WORK ORDER 1:
Answer these questions from the abstract on litter size in swine:
(a) What is the simulation model equivalent to?
(b) What two factors does the nonadditive genetic model say heterosis for litter size will differ among crosses based on?
(c) According to the associative effects model, what will selection for litter size always lead to?
WORK ORDER 2:
Repeat the part of the abstract on litter size in swine from "Genetic implications of" up to and including "I. Genetic theory.", keeping every word unchanged.

Genetic implications of a simulation model of litter size in swine based on ovulation rate, potential embryonic viability and uterine capacity: I. Genetic theory.

Abstract

Abstract A simulation model of litter size in swine based on ovulation rate, uterine capacity and potential embryo viability was compared to three genetic models to clarify its genetic characteristics. The simulation model is equivalent to independent culling based on fixed levels of potentially viable embryos and uterine capacity. Litter size also can be described by a combination of additive, additive × additive, mean environment × additive, random environment and additive × random environment effects. A third genetic model that can describe the simulation model is the associative effects model, in which litter size is the result of grouping two genotypes. The fixed independent culling levels model predicts that genetic parameters will change as the component means change. This genetic model also predicts that selection on an index of ovulation rate and uterine capacity would improve selection response for litter size. This genetic model predicts asymmetry of correlated responses in ovulation rate and uterine capacity when selecting for high and low litter size. The nonadditive genetic model predicts covariances among relatives that are different from their additive relationships; however, simulated results did not detect any differences. The nonadditive genetic model also predicts that heterosis for litter size will differ among crosses based on the mean environment and on additive × additive genetic interaction. The associative effects model predicts that selection for litter size will always lead to a positive response in litter size.

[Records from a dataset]
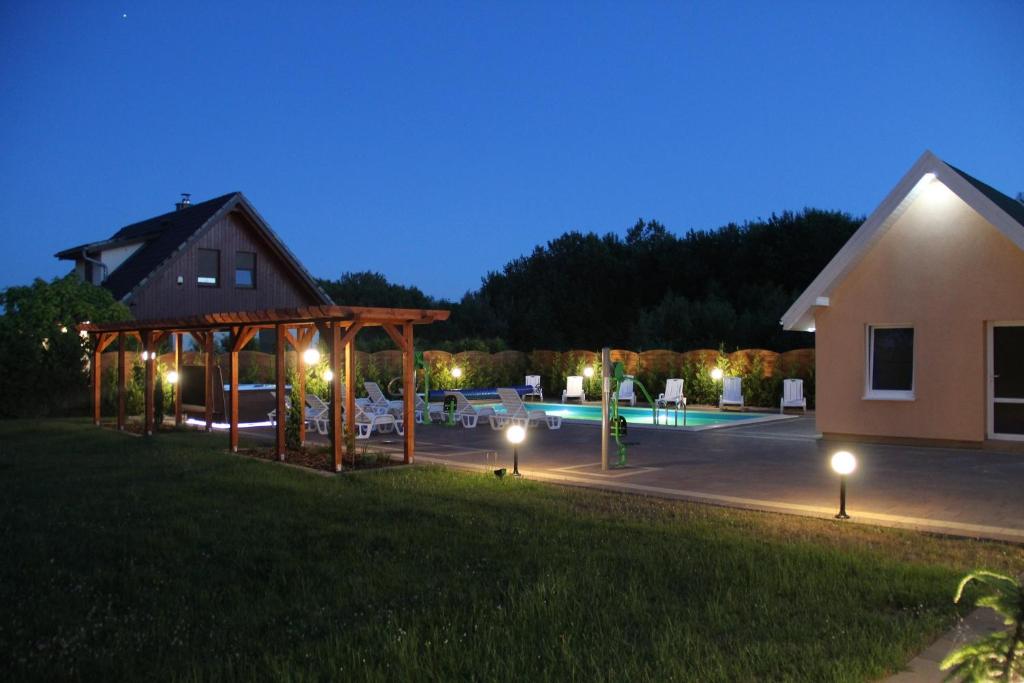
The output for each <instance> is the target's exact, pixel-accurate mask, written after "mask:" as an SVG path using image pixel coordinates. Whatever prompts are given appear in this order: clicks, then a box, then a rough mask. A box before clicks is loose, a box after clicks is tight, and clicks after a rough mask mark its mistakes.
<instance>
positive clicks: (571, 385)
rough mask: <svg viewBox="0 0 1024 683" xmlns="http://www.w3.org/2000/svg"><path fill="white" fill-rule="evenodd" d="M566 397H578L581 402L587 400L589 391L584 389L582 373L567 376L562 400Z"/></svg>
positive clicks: (565, 382)
mask: <svg viewBox="0 0 1024 683" xmlns="http://www.w3.org/2000/svg"><path fill="white" fill-rule="evenodd" d="M566 398H577V399H579V400H580V402H581V403H582V402H584V401H586V400H587V393H586V392H585V391H584V390H583V377H582V376H581V375H570V376H568V377H566V378H565V388H564V389H562V402H563V403H564V402H565V399H566Z"/></svg>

TASK RESPONSE 1:
(a) Independent culling based on fixed levels of potentially viable embryos and uterine capacity.
(b) The mean environment and additive × additive genetic interaction.
(c) A positive response in litter size.

TASK RESPONSE 2:
Genetic implications of a simulation model of litter size in swine based on ovulation rate, potential embryonic viability and uterine capacity: I. Genetic theory.